▸ Stated goal: Restate the full set of records exactly, without adding or dropping a word.

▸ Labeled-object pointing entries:
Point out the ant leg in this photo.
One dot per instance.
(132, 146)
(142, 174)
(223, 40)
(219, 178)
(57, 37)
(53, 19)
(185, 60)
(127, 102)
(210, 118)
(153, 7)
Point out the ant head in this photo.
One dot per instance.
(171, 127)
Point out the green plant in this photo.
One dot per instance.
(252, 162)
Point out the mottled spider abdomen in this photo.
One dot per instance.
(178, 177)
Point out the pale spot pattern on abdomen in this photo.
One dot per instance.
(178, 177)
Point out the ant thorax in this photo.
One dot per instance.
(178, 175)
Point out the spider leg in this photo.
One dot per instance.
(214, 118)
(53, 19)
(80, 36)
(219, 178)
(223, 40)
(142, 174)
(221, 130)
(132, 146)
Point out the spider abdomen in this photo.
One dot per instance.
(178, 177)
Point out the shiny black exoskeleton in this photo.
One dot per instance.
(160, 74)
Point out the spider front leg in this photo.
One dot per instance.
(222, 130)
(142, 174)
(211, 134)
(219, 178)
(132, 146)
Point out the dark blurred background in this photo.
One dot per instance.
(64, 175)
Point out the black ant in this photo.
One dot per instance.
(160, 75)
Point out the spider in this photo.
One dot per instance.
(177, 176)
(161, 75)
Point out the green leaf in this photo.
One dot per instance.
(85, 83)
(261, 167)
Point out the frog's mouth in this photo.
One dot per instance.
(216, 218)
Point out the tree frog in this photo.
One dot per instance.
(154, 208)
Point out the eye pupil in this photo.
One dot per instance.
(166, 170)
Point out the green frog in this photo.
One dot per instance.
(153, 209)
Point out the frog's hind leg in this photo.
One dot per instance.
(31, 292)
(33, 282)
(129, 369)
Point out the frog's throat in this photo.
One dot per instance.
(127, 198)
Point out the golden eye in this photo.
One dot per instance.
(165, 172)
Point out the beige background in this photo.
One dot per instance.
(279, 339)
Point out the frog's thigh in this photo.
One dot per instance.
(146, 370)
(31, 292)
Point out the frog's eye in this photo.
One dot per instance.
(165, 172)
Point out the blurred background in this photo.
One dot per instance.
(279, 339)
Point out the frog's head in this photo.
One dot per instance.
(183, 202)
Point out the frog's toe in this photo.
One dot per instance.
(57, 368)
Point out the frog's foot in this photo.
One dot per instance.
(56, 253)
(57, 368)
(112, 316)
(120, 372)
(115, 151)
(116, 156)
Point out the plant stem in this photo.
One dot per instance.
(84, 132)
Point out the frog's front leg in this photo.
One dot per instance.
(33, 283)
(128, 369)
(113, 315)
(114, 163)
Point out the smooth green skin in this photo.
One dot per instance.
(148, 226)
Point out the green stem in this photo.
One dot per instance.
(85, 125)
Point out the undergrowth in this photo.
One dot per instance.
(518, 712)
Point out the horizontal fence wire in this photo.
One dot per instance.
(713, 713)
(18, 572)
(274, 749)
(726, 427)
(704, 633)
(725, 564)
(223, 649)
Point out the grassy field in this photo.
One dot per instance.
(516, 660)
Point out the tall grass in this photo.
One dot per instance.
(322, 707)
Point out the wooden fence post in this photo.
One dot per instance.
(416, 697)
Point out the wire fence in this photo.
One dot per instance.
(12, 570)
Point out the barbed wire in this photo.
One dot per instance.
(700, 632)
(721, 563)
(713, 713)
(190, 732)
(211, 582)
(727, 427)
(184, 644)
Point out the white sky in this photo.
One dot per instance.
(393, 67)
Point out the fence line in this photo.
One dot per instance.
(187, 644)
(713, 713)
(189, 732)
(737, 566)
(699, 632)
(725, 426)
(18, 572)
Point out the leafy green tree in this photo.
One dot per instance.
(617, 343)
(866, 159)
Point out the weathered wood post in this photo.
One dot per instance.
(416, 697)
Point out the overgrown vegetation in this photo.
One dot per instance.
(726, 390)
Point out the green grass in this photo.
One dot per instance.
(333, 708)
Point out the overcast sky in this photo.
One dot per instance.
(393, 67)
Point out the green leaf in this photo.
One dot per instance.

▸ Output:
Point out the ant leg in this photo.
One dot per instance.
(132, 146)
(142, 174)
(223, 40)
(219, 178)
(57, 37)
(53, 19)
(185, 60)
(127, 102)
(210, 118)
(153, 7)
Point out the ant head in this photo.
One dot per instance.
(171, 127)
Point out the green plant in this photo.
One dot per instance.
(252, 162)
Point out the mottled spider abdomen in this photo.
One dot per instance.
(178, 177)
Point out the pale spot pattern on abdomen in this photo.
One dot per instance.
(178, 177)
Point out the ant thorax in this photo.
One dot per instance.
(178, 175)
Point out the spider leg in this photo.
One dot per instance.
(214, 118)
(53, 19)
(80, 36)
(219, 178)
(223, 40)
(142, 174)
(221, 130)
(132, 146)
Point out the spider abdomen in this photo.
One dot per instance.
(178, 177)
Point out the shiny black exoskeleton in this photo.
One dot per instance.
(160, 74)
Point out the spider front leg in this photo.
One dot per instance.
(222, 130)
(142, 174)
(211, 134)
(219, 178)
(132, 146)
Point out the dark blurred background in this photo.
One dot per instance.
(64, 175)
Point out the black ant in this photo.
One dot per instance.
(160, 75)
Point out the spider in this photo.
One dot per instance.
(177, 176)
(161, 75)
Point out the green leaf in this photo.
One dot per instance.
(85, 83)
(261, 167)
Point out the frog's mouth in this photo.
One dot per instance.
(216, 218)
Point out the tree frog in this photo.
One dot per instance.
(154, 208)
Point out the eye pupil in this photo.
One dot per instance.
(166, 170)
Point out the green frog in this photo.
One dot per instance.
(153, 209)
Point out the frog's hind leg in this photo.
One dot per instance.
(31, 292)
(33, 282)
(129, 369)
Point out the frog's throat in this photo.
One dot per instance.
(127, 198)
Point out the golden eye in this photo.
One dot per instance.
(165, 172)
Point out the beige background in this photo.
One dot per instance.
(279, 339)
Point out the frog's thigh in this photo.
One dot per instance.
(146, 370)
(31, 292)
Point out the frog's eye in this photo.
One dot per instance.
(165, 172)
Point out the blurred background in this photo.
One dot per instance.
(279, 339)
Point out the frog's head in this photo.
One dot per instance.
(183, 202)
Point out the frog's toe in this photo.
One dot per instance.
(57, 368)
Point out the frog's foot in this photo.
One dot per instance.
(56, 253)
(57, 368)
(112, 316)
(120, 372)
(115, 151)
(116, 156)
Point out the plant stem in this photo.
One dot per instance.
(84, 132)
Point out the frog's front leg in this photo.
One dot per instance.
(33, 283)
(128, 369)
(113, 315)
(114, 163)
Point out the smooth green skin in this photo.
One dot per instance.
(148, 226)
Point out the green stem in this photo.
One dot per instance.
(85, 125)
Point out the undergrowth in this photo.
One dot per instance.
(518, 712)
Point out the horizontal fence wire in this photo.
One dot per instance.
(713, 713)
(18, 572)
(274, 749)
(726, 427)
(704, 633)
(725, 564)
(223, 649)
Point out the grassy field in this photo.
One dot per instance.
(516, 660)
Point out the tall grass in this photo.
One dot per instance.
(322, 707)
Point out the wooden fence post in this photo.
One dot per instance.
(416, 697)
Point out the wire fence in this photo.
One dot per instance.
(12, 570)
Point out the barbed wire in this photo.
One dot per instance.
(700, 632)
(721, 563)
(713, 713)
(190, 732)
(211, 582)
(727, 427)
(184, 644)
Point out the white sky in this photo.
One dot per instance.
(393, 67)
Point out the fence line in this photo.
One dot per instance.
(187, 644)
(713, 713)
(189, 732)
(737, 566)
(699, 632)
(725, 426)
(18, 572)
Point out the leafy green tree in this photo.
One dot per instance.
(617, 343)
(866, 159)
Point out the weathered wood post in this photo.
One dot per instance.
(416, 697)
Point out the overgrown vegetation in this photo.
One dot per instance.
(726, 390)
Point out the green grass in this photo.
One dot per instance.
(333, 708)
Point out the overcast sky in this photo.
One dot per instance.
(393, 67)
Point out the green leaf in this photo.
One dot per instance.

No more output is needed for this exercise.